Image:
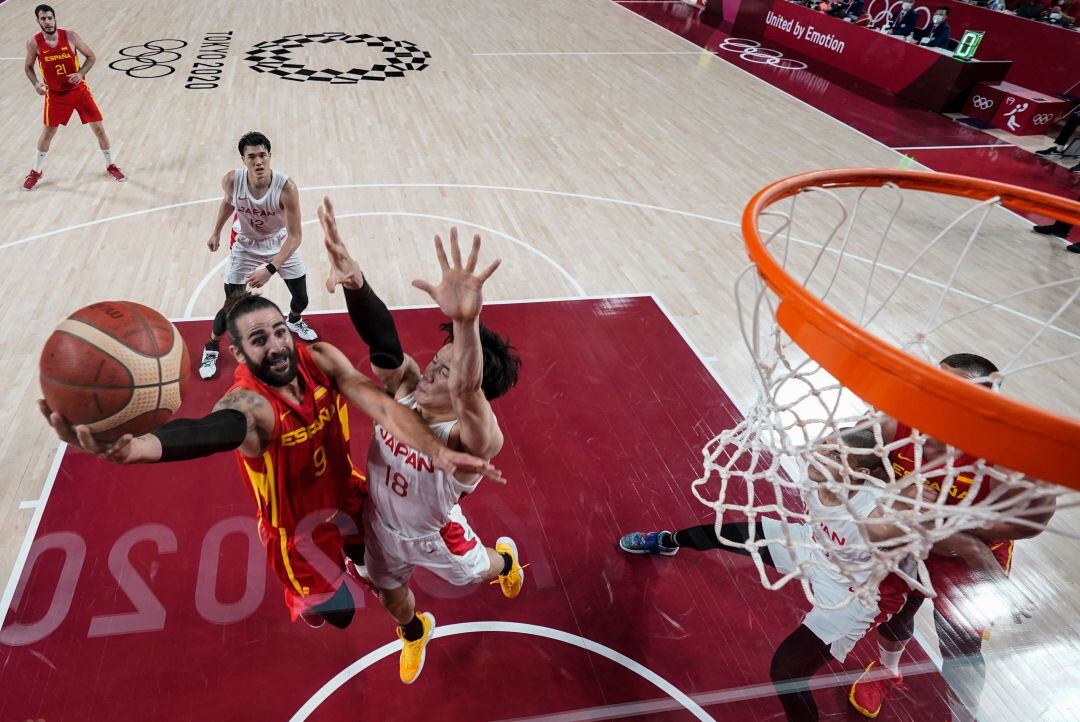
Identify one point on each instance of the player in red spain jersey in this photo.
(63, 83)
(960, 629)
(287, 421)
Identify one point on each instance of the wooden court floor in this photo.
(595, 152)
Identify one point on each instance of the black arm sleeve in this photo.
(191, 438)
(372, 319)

...

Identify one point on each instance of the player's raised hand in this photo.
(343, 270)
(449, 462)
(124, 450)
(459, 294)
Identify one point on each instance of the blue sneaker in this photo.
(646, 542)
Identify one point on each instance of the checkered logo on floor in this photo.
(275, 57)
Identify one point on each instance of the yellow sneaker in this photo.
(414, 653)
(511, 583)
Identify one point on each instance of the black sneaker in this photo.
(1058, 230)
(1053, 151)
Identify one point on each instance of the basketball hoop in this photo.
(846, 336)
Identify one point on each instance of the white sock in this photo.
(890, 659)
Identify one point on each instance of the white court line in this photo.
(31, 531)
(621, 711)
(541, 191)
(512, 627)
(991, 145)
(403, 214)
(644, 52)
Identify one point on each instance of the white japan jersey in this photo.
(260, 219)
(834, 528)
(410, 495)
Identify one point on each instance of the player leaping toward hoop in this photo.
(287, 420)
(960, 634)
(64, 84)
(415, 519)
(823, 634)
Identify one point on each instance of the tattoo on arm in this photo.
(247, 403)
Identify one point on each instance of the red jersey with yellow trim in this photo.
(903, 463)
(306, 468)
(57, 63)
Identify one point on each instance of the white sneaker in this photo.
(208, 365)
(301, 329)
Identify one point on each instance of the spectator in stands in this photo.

**What is asked:**
List every line in the records above that contains the word "sneaker", copying each one in full.

**Output for this exercise:**
Identify one point on each instance of the blue sneaker in this photo.
Identify one point on each instance of the yellow sneaker in this photo.
Identify one point on each instance of the black sneaker in this photo.
Identify one point on each instance of the white sneaker in this photo.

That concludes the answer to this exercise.